__Exercise goal__: Write out the stretch from the line containing "Where can the wooden cutting" through the end of the records again, requests included. Scale every x and y coordinate in the answers by 1.1 and round to whole numbers, with halves rounding up.

-- begin --

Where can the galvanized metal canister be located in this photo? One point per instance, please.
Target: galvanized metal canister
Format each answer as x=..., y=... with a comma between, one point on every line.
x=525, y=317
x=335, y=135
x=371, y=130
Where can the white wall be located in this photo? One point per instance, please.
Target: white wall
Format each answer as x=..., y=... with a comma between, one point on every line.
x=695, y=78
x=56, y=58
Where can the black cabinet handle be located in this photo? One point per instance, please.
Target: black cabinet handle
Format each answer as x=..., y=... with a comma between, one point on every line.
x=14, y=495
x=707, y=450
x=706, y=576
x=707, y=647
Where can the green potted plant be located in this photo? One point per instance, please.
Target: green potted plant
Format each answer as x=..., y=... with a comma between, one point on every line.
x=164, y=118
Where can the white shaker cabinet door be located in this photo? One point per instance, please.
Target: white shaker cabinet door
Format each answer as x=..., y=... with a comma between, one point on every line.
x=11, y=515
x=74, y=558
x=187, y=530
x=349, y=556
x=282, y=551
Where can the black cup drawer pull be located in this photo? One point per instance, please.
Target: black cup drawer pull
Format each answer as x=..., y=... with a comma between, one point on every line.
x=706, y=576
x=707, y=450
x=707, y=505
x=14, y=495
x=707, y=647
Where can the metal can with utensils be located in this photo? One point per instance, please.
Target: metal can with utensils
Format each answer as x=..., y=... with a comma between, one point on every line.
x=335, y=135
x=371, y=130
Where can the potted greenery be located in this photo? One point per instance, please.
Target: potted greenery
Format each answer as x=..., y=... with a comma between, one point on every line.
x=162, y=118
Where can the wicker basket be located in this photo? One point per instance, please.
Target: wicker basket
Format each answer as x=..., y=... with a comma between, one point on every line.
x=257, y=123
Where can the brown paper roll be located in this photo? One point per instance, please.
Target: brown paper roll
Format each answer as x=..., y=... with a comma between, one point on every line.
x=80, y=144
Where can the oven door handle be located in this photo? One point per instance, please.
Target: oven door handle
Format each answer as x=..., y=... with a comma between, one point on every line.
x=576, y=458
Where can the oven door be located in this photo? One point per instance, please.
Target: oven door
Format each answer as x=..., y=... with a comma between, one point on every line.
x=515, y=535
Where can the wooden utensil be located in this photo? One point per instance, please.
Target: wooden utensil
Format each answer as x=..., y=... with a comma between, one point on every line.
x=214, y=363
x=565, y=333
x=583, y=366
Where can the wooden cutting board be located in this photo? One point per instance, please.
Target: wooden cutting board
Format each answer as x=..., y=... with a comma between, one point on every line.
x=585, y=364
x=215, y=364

-- end --

__Task output__:
Where can the wooden cutting board be located in this photo? One point per instance, please.
Target: wooden cutting board
Format each answer as x=..., y=... with a comma between, one point on every line.
x=644, y=400
x=237, y=400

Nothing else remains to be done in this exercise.